== REQUIRED TASK ==
Collect every line of the records below that contains the string "ymax", matching case exactly, and copy each such line in full.

== DATA SHOWN ==
>>>

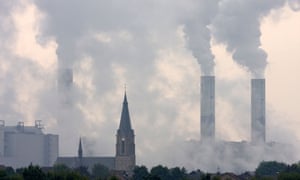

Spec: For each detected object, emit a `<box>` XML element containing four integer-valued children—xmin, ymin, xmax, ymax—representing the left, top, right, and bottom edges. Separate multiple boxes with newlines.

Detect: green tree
<box><xmin>22</xmin><ymin>164</ymin><xmax>46</xmax><ymax>180</ymax></box>
<box><xmin>255</xmin><ymin>161</ymin><xmax>287</xmax><ymax>177</ymax></box>
<box><xmin>92</xmin><ymin>164</ymin><xmax>110</xmax><ymax>179</ymax></box>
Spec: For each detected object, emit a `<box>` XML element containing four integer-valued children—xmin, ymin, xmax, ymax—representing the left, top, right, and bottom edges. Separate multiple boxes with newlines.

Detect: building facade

<<<

== THE SOLUTION ==
Spec: For each detected object, emit a `<box>` XML element containing four integer-valued children—xmin, ymin, xmax, ymax—representing the left, top, right, and bottom edges. Separate multiple boxes with newlines.
<box><xmin>22</xmin><ymin>164</ymin><xmax>46</xmax><ymax>180</ymax></box>
<box><xmin>255</xmin><ymin>161</ymin><xmax>287</xmax><ymax>177</ymax></box>
<box><xmin>92</xmin><ymin>164</ymin><xmax>110</xmax><ymax>179</ymax></box>
Spec: For each detected object, emit a `<box>` XML element containing four integer-valued children—xmin, ymin, xmax, ymax—representing the left, top, right, and bottom edges. Separate multiple boxes with newlines.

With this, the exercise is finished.